(Records excerpted from a collection)

= = = = = = =

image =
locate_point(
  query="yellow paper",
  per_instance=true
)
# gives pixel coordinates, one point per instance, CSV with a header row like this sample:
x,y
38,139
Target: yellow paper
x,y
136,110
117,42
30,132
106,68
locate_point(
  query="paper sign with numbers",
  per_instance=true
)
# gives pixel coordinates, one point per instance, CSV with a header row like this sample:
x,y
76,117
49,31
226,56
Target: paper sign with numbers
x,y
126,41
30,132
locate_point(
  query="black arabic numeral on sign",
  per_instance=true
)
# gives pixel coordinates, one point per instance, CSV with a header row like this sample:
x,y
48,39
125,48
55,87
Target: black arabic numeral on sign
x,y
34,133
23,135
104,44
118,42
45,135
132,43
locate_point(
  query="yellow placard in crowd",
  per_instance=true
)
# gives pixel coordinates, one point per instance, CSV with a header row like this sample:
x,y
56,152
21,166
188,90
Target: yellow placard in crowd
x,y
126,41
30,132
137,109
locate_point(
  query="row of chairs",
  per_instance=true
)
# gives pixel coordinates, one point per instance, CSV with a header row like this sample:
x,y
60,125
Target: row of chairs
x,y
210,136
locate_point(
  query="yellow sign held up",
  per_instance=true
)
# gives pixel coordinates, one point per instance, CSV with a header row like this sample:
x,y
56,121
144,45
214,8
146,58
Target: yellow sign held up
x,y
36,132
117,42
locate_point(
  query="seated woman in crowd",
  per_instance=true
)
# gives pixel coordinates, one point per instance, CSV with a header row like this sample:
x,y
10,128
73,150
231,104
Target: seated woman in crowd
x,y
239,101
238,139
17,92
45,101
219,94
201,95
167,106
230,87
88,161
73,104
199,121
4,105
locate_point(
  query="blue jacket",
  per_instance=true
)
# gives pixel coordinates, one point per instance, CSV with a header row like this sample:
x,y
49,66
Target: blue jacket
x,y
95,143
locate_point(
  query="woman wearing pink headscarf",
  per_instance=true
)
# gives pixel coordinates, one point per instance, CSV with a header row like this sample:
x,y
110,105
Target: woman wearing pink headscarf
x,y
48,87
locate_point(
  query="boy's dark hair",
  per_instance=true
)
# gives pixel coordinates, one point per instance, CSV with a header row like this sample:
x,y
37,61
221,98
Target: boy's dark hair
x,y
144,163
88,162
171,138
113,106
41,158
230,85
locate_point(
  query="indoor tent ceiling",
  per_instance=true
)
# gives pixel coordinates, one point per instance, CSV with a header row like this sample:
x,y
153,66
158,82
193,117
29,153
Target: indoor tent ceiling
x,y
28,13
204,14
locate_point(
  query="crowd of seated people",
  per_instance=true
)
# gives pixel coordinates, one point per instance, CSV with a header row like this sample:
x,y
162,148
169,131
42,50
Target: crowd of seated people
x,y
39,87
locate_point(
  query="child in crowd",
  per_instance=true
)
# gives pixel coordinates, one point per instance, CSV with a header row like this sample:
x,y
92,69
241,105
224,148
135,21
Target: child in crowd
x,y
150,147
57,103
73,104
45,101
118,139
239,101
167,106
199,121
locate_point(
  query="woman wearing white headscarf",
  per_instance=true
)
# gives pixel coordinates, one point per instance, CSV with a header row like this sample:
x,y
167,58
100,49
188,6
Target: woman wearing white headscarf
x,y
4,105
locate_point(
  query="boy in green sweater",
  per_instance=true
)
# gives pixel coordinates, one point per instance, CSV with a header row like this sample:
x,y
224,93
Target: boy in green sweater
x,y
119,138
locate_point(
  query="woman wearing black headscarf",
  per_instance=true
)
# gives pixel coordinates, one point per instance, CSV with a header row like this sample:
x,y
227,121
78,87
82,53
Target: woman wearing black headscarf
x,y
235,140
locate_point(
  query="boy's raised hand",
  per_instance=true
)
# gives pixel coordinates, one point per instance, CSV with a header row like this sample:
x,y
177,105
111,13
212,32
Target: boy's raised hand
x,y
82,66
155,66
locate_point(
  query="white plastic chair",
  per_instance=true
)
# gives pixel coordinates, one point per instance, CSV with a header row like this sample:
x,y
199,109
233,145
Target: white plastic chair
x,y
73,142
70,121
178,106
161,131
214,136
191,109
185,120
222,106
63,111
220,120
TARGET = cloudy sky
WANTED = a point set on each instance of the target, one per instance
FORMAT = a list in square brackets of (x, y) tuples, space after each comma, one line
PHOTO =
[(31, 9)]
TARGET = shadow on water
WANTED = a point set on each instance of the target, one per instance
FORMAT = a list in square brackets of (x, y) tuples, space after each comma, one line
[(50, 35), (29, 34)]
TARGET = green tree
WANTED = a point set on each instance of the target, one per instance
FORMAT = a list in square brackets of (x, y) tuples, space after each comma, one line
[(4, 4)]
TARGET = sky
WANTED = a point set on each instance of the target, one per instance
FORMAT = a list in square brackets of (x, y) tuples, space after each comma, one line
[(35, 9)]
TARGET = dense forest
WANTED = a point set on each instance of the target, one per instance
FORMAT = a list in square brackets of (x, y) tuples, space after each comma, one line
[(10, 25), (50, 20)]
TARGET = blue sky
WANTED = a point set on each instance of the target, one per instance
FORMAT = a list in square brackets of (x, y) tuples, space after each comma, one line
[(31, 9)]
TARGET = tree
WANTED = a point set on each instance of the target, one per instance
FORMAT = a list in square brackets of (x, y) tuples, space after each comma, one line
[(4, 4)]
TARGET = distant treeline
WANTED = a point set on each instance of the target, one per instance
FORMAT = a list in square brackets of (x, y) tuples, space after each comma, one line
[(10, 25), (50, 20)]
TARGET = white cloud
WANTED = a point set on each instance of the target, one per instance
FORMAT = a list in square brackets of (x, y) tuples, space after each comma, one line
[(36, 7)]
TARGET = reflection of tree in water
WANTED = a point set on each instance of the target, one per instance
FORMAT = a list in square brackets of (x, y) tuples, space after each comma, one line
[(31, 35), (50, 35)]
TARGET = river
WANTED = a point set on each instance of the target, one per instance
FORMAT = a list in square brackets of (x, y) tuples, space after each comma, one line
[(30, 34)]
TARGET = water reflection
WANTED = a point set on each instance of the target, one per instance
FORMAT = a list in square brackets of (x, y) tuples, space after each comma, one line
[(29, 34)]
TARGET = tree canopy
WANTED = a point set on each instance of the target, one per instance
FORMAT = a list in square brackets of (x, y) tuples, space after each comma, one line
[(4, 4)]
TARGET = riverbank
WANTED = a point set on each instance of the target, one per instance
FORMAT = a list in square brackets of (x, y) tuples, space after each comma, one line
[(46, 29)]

= = = = = = =

§ **Task brief**: Set down every entry exactly as it appears.

§ **Answer to the exercise**:
image =
locate_point(
  query="yellow paper",
  per_instance=true
)
# gives pixel coordinates, one point per instance, CSV with a header row like this sample:
x,y
38,139
Target: yellow paper
x,y
136,110
117,42
30,132
106,68
locate_point(
  query="paper sign with numbers",
  per_instance=true
)
# gives pixel coordinates, one point per instance, CSV with a header row like this sample:
x,y
76,117
49,31
226,56
Target: paper sign with numbers
x,y
126,41
30,132
locate_point(
  query="black arabic numeral on sign",
  per_instance=true
)
# gives pixel coordinates, one point per instance, CSV with a header row like this sample:
x,y
48,39
125,48
55,87
Target: black arabic numeral on sign
x,y
34,133
23,135
104,44
118,42
45,135
132,43
locate_point(
  query="yellow placard in crowd",
  per_instance=true
)
# gives pixel coordinates, one point per instance, CSV with a header row like this sample:
x,y
56,152
21,166
188,90
Target: yellow placard in crowd
x,y
126,41
30,132
137,109
locate_point(
  query="row of chairs",
  per_instance=true
)
# gives pixel coordinates, one point per instance, CSV with a header row like this sample:
x,y
60,125
Target: row of chairs
x,y
210,136
locate_point(
  query="yellow sign held up",
  per_instance=true
)
# gives pixel coordinates, one point per instance, CSV with a header row like this sample:
x,y
56,121
144,45
214,8
146,58
Target: yellow sign held up
x,y
36,132
117,42
locate_point(
  query="seated woman in crowd",
  per_instance=true
)
# gives pixel coordinates, one point per instance, CSV with a header row like this sample:
x,y
10,128
73,150
231,104
Target: seated woman in crowd
x,y
239,101
238,139
17,92
45,101
219,94
201,95
167,106
230,87
88,161
73,104
199,121
4,105
locate_point(
  query="blue jacket",
  per_instance=true
)
# gives pixel coordinates, one point per instance, CSV with a header row like this sample:
x,y
49,66
Target: blue jacket
x,y
95,143
locate_point(
  query="woman wearing pink headscarf",
  per_instance=true
)
# gives pixel coordinates, one point per instance, CSV with a header row like this sample:
x,y
110,105
Target: woman wearing pink headscarf
x,y
48,87
locate_point(
  query="boy's dark hair",
  per_instance=true
)
# gives pixel coordinates, one point per instance, CSV with a header row like this sample:
x,y
37,61
221,98
Target: boy's dark hair
x,y
144,163
88,162
171,138
113,106
41,158
230,85
locate_point(
  query="indoor tent ceiling",
  per_instance=true
)
# gives pixel coordinates, one point per instance, CSV with a header row like this sample:
x,y
153,66
158,82
193,117
29,153
Target: indoor tent ceiling
x,y
28,13
204,14
locate_point(
  query="crowd of seated people",
  per_instance=true
)
# gives pixel coordinates, one point per instance, CSV with a header row like this sample:
x,y
162,148
169,131
42,50
Target: crowd of seated people
x,y
39,87
locate_point(
  query="child in crowd",
  per_instance=true
)
# gives pixel coordinates, one point per instance, CSV with a header row like this sample:
x,y
92,69
241,105
224,148
135,21
Target: child in crowd
x,y
150,147
57,103
73,104
45,101
118,139
239,101
167,106
199,121
locate_point(
  query="woman wearing white headscarf",
  per_instance=true
)
# gives pixel coordinates, one point per instance, CSV with a header row like this sample:
x,y
167,58
100,49
188,6
Target: woman wearing white headscarf
x,y
4,105
locate_point(
  query="boy in green sweater",
  per_instance=true
)
# gives pixel coordinates, one point per instance, CSV with a header row like this sample:
x,y
224,93
Target: boy in green sweater
x,y
119,138
locate_point(
  query="woman wearing black headscarf",
  per_instance=true
)
# gives pixel coordinates, one point per instance, CSV with a header row like this sample:
x,y
227,121
78,87
82,53
Target: woman wearing black headscarf
x,y
235,140
locate_point(
  query="boy's raised hand",
  per_instance=true
)
# gives pixel coordinates, one point per instance, CSV with a header row like this sample:
x,y
177,105
111,13
212,32
Target: boy's raised hand
x,y
82,66
155,66
locate_point(
  query="white plastic chair",
  per_instance=true
)
# gives pixel coordinates, one point per instance, CSV with a header row like this sample:
x,y
199,109
233,145
Target: white plastic chair
x,y
73,142
70,121
178,106
161,131
214,136
191,109
185,120
222,106
63,111
220,120
TARGET = cloudy sky
WANTED = a point set on each instance of the target, one per instance
FORMAT = a list in square brackets of (x, y) tuples, space after each comma, one line
PHOTO =
[(31, 9)]
TARGET = shadow on water
WANTED = a point set on each instance of the target, one per instance
FORMAT = a list in square brackets of (x, y) tuples, space after each comma, one line
[(50, 35), (29, 34)]
TARGET = green tree
WANTED = a point set on each instance of the target, one per instance
FORMAT = a list in square brackets of (x, y) tuples, space after each comma, one line
[(4, 4)]
TARGET = sky
WANTED = a point set on each instance of the target, one per instance
FORMAT = a list in square brackets of (x, y) tuples, space after each comma, one line
[(35, 9)]
TARGET = dense forest
WANTED = a point set on each instance of the target, one per instance
FORMAT = a list in square brackets of (x, y) tuples, space after each comma, one line
[(10, 25), (50, 20)]
TARGET = blue sky
WANTED = a point set on each instance of the target, one per instance
FORMAT = a list in square brackets of (x, y) tuples, space after each comma, one line
[(31, 9)]
TARGET = tree
WANTED = a point set on each instance of the target, one per instance
FORMAT = a list in square brackets of (x, y) tuples, space after each comma, one line
[(4, 4)]
TARGET = distant treeline
WANTED = a point set on each instance of the target, one per instance
FORMAT = a list in square brackets of (x, y) tuples, space after each comma, one line
[(10, 25), (50, 20)]
TARGET = white cloud
WANTED = a point set on each instance of the target, one per instance
FORMAT = a list in square brackets of (x, y) tuples, space after each comma, one line
[(36, 7)]
TARGET = reflection of tree in water
WANTED = a point set on each instance of the target, one per instance
FORMAT = a list in square brackets of (x, y) tuples, space after each comma, one line
[(31, 35), (50, 35)]
TARGET = river
WANTED = a point set on each instance of the target, one per instance
FORMAT = a list in square brackets of (x, y) tuples, space after each comma, one line
[(30, 34)]
TARGET = water reflection
WANTED = a point set on each instance of the target, one per instance
FORMAT = a list in square brackets of (x, y) tuples, space after each comma, one line
[(29, 34)]
TARGET = tree canopy
WANTED = a point set on each instance of the target, one per instance
FORMAT = a list in square brackets of (x, y) tuples, space after each comma, one line
[(4, 4)]
TARGET = riverbank
WANTED = a point set on each instance of the target, one per instance
FORMAT = a list in square brackets of (x, y) tuples, space after each comma, one line
[(46, 29)]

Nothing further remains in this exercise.